### PROBLEM TO SOLVE:
Render the stretch of the data from the line containing "search: blue jeans" through its end as a JSON list of strings, one per line, with blank lines skipped. Leave the pictures out of the answer.

### STORED ROWS:
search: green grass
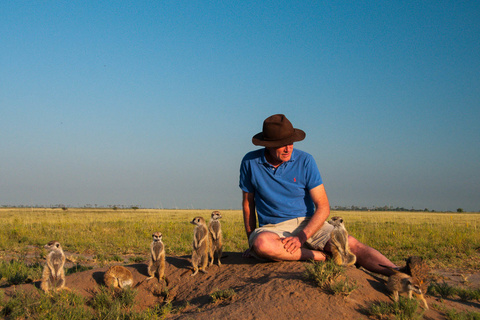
[0,208,480,268]
[0,287,173,320]
[304,260,358,296]
[366,296,425,320]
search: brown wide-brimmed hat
[252,114,306,148]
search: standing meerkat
[103,266,133,289]
[386,267,428,309]
[208,211,223,266]
[190,217,209,276]
[147,232,165,282]
[40,240,65,292]
[328,217,357,266]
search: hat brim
[252,128,306,148]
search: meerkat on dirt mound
[40,241,65,292]
[380,256,430,292]
[328,217,357,266]
[103,266,133,289]
[190,217,210,276]
[399,256,430,292]
[147,232,165,282]
[385,266,428,309]
[208,211,223,266]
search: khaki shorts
[248,217,333,250]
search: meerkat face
[152,232,163,242]
[190,217,205,226]
[328,217,343,226]
[44,240,62,250]
[402,278,422,294]
[212,211,222,220]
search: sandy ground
[4,252,480,320]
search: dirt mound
[1,252,480,320]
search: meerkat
[380,256,430,292]
[328,217,357,266]
[103,266,133,290]
[40,241,65,292]
[208,211,223,266]
[385,266,428,309]
[147,232,165,282]
[190,217,210,276]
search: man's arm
[242,191,257,239]
[282,184,330,253]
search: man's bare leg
[252,231,326,261]
[332,236,397,276]
[253,232,396,276]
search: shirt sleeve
[305,156,323,190]
[239,158,255,193]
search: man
[240,114,396,275]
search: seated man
[240,114,396,275]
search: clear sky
[0,0,480,211]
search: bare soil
[5,252,480,320]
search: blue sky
[0,1,480,211]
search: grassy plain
[0,208,480,269]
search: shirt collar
[259,148,297,166]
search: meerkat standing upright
[328,217,357,266]
[190,217,210,276]
[40,241,65,292]
[147,232,165,282]
[208,211,223,266]
[386,267,428,309]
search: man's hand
[242,248,252,258]
[282,231,307,254]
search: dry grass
[0,208,480,268]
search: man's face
[267,143,293,165]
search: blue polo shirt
[239,149,323,227]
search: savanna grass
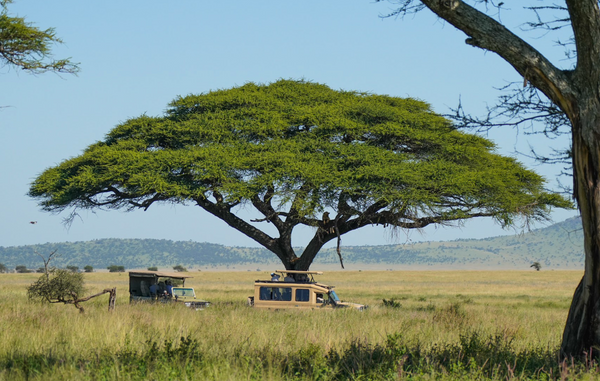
[0,271,600,380]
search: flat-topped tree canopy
[29,80,570,270]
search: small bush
[382,298,402,308]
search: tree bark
[561,110,600,358]
[406,0,600,358]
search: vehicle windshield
[329,290,340,303]
[173,287,195,296]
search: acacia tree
[29,80,570,270]
[0,0,79,74]
[376,0,600,356]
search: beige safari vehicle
[129,270,210,310]
[248,270,367,310]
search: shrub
[173,265,187,273]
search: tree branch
[422,0,576,117]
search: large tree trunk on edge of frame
[560,113,600,358]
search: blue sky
[0,0,576,246]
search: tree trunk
[561,112,600,358]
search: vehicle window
[259,287,292,302]
[296,288,310,302]
[173,288,194,296]
[329,290,340,303]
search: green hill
[0,218,584,269]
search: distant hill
[0,217,584,269]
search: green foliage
[0,331,599,381]
[0,0,79,74]
[29,80,571,267]
[27,269,84,303]
[15,265,34,274]
[107,265,125,273]
[382,298,402,308]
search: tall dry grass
[0,271,593,380]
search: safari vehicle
[248,270,367,310]
[129,270,210,310]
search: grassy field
[0,271,600,380]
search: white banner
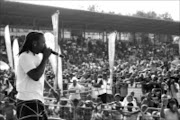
[52,11,63,93]
[5,25,14,69]
[108,32,116,87]
[13,39,19,75]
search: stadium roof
[0,0,180,35]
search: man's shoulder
[19,52,32,59]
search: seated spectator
[160,98,180,120]
[69,79,84,100]
[137,104,153,120]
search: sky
[8,0,180,21]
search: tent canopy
[0,1,180,35]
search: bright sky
[11,0,180,21]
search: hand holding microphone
[42,46,64,58]
[51,50,64,58]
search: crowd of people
[0,33,180,120]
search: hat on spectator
[71,76,79,82]
[114,93,121,97]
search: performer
[16,32,57,120]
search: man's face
[36,36,46,52]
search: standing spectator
[160,98,180,120]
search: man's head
[19,32,45,55]
[127,103,134,112]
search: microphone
[51,50,64,58]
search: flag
[5,25,14,69]
[52,11,63,93]
[13,39,19,75]
[108,32,116,87]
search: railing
[45,98,160,120]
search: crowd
[0,34,180,120]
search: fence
[45,98,160,120]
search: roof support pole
[61,21,64,41]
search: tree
[159,12,173,21]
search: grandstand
[0,0,180,120]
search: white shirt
[16,52,44,102]
[164,109,180,120]
[69,83,84,100]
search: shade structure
[0,1,180,35]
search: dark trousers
[16,100,48,120]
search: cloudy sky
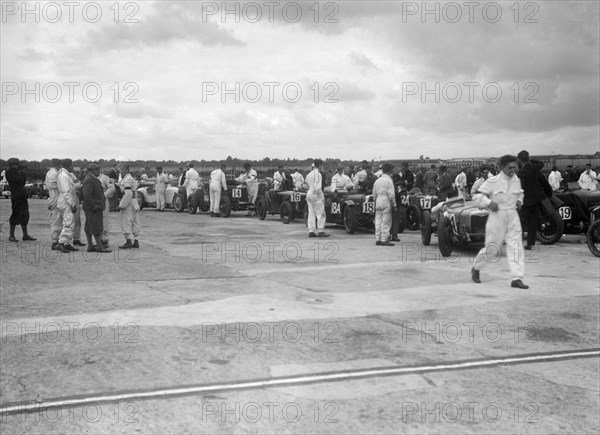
[0,0,600,160]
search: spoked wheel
[587,219,600,257]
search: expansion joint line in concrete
[0,348,600,415]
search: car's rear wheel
[135,192,146,210]
[256,197,267,221]
[173,193,184,213]
[344,205,357,234]
[537,212,565,245]
[406,205,421,231]
[587,219,600,257]
[219,195,231,217]
[421,210,431,246]
[279,201,294,224]
[438,216,454,257]
[188,193,198,214]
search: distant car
[324,187,375,234]
[421,198,489,257]
[256,179,308,224]
[135,183,177,210]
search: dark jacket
[518,160,552,205]
[5,168,27,199]
[81,174,106,212]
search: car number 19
[558,207,571,221]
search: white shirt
[548,171,562,190]
[306,168,323,195]
[210,169,227,190]
[373,174,396,210]
[273,171,285,190]
[292,171,304,190]
[577,171,598,190]
[331,172,353,189]
[57,168,78,210]
[476,171,523,210]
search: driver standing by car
[471,155,529,289]
[183,162,202,198]
[235,162,258,216]
[210,164,227,217]
[373,163,398,246]
[306,159,329,237]
[156,166,169,211]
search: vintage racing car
[421,198,489,257]
[136,183,178,210]
[256,180,308,224]
[324,187,375,234]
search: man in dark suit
[82,163,111,252]
[517,150,552,251]
[6,157,36,242]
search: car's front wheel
[438,216,454,257]
[219,195,231,217]
[537,212,565,245]
[279,201,294,224]
[421,210,431,246]
[587,219,600,257]
[173,193,184,213]
[406,205,421,231]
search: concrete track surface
[0,199,600,434]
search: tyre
[344,205,357,234]
[398,207,406,234]
[587,219,600,257]
[188,192,198,214]
[173,193,184,213]
[279,201,294,224]
[256,198,267,221]
[537,212,565,245]
[219,196,231,217]
[302,204,308,228]
[406,205,421,231]
[134,192,146,210]
[421,210,431,246]
[438,216,454,257]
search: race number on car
[558,207,571,221]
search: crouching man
[471,155,529,289]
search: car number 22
[558,207,571,221]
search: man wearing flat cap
[56,159,79,253]
[44,159,62,251]
[82,163,111,252]
[5,157,36,242]
[306,159,329,237]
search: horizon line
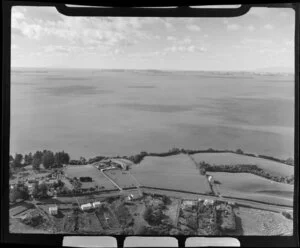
[11,66,295,74]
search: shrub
[282,211,293,220]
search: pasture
[208,172,294,206]
[65,165,115,189]
[104,169,137,188]
[130,154,210,193]
[192,152,294,177]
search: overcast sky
[11,7,295,71]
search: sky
[11,6,295,72]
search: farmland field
[209,172,294,206]
[235,207,293,236]
[192,153,294,177]
[65,165,115,189]
[104,169,137,188]
[131,154,210,193]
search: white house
[207,176,213,183]
[49,206,58,215]
[93,201,101,208]
[80,203,93,211]
[203,199,215,206]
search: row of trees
[199,161,294,184]
[10,150,70,170]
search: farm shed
[203,199,215,206]
[49,206,58,215]
[207,176,214,183]
[93,201,101,208]
[80,203,93,211]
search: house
[49,206,58,215]
[203,199,215,206]
[93,201,101,208]
[207,176,214,183]
[80,203,93,211]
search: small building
[207,176,214,183]
[93,201,101,208]
[203,199,215,206]
[182,200,196,207]
[127,194,133,201]
[49,206,58,215]
[80,203,93,211]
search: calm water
[11,69,294,158]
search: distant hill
[255,66,294,73]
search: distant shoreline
[11,67,294,75]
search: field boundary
[141,186,293,208]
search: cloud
[247,25,255,32]
[241,38,273,46]
[167,36,176,41]
[247,7,270,18]
[186,24,201,32]
[164,45,207,53]
[227,24,241,31]
[264,23,274,30]
[44,45,75,54]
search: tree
[32,183,48,199]
[42,151,54,169]
[79,157,86,164]
[32,156,42,170]
[24,152,33,165]
[32,151,43,170]
[61,151,70,164]
[235,149,244,154]
[9,183,29,202]
[13,153,23,167]
[53,152,62,167]
[9,155,14,162]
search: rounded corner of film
[9,3,295,236]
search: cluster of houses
[95,158,132,170]
[80,201,101,211]
[49,201,101,215]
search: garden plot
[131,154,210,193]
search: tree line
[199,161,294,184]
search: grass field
[65,165,115,189]
[104,169,137,188]
[131,154,210,193]
[208,172,294,206]
[235,207,293,236]
[131,154,294,206]
[192,153,294,177]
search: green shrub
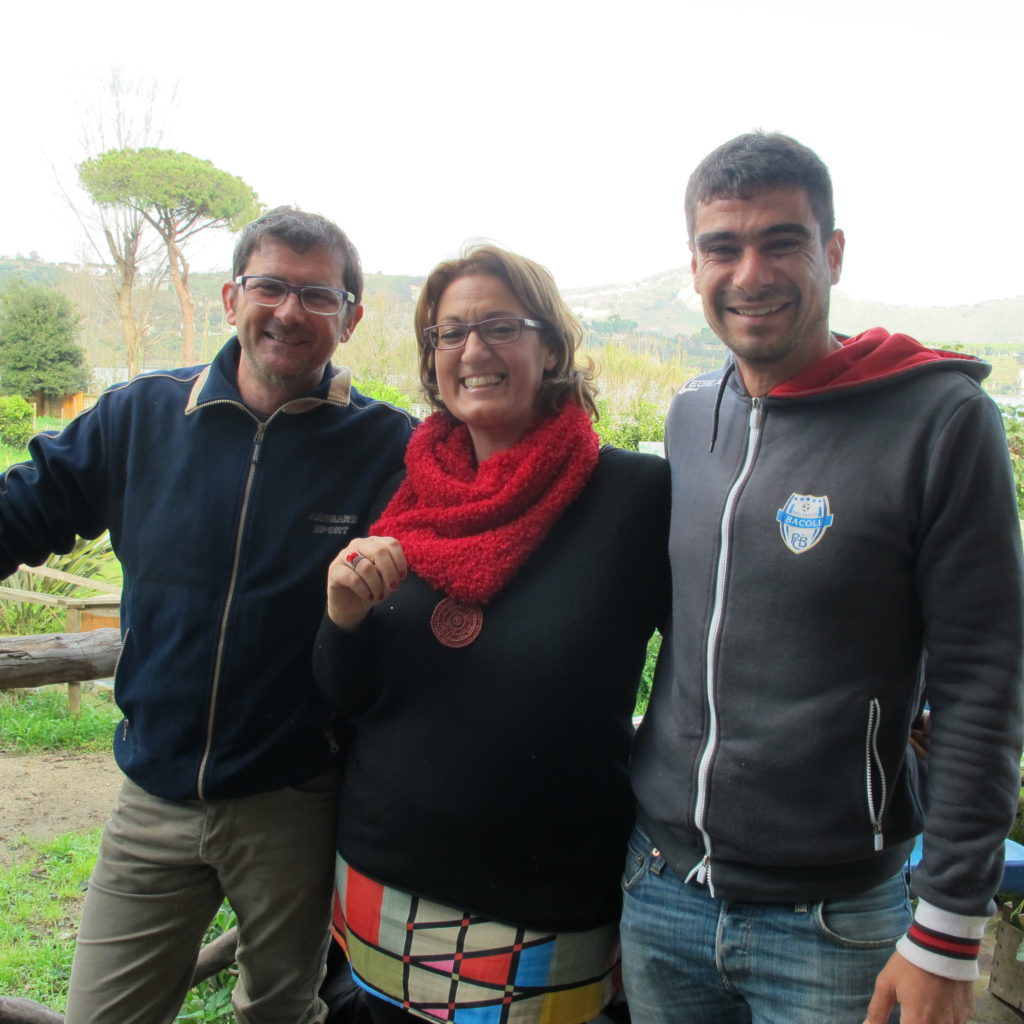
[0,394,35,449]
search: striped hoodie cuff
[896,899,988,981]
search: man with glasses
[622,132,1022,1024]
[0,208,412,1024]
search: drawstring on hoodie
[708,359,736,455]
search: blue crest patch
[775,495,833,555]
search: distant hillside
[564,266,1024,347]
[0,257,1024,366]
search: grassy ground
[0,828,234,1024]
[0,687,234,1024]
[0,684,121,754]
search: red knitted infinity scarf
[370,401,600,604]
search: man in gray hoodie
[623,132,1024,1024]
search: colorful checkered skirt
[333,856,621,1024]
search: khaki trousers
[66,773,339,1024]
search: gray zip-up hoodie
[633,329,1024,977]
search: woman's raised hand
[327,537,409,633]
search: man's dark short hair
[686,130,836,243]
[231,206,362,304]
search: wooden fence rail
[0,629,121,690]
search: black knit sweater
[314,449,669,931]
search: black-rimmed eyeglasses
[234,273,355,316]
[423,316,544,350]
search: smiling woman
[314,247,669,1024]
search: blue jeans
[622,827,911,1024]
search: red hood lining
[768,327,984,398]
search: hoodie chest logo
[775,495,833,555]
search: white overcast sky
[0,0,1024,305]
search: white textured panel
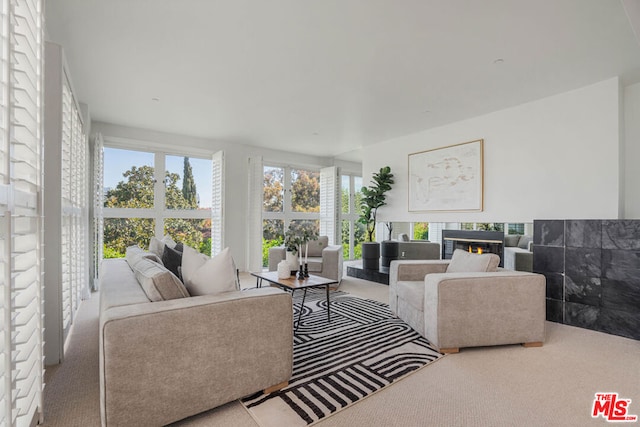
[320,166,340,245]
[247,157,264,271]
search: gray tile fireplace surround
[533,220,640,340]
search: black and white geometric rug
[241,289,442,427]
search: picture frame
[408,139,484,212]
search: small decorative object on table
[284,221,318,280]
[278,260,291,279]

### TASK RESPONSE:
[
  "search: blue jeans",
  "[622,827,911,1024]",
  "search: red hood lining",
  "[768,327,984,398]",
  "search: hoodie chest logo",
  "[775,495,833,555]",
  "search: white overcast sky",
  "[0,0,1024,305]",
  "search: white textured panel",
  "[320,166,340,245]",
  "[247,157,264,271]",
  "search: gray tile fireplace surround",
  "[533,220,640,340]",
  "search: black and white geometric rug",
  "[241,289,442,427]",
  "search: picture frame",
  "[408,139,484,212]",
  "search: small decorative object on table",
  "[284,221,318,280]",
  "[278,260,291,279]"
]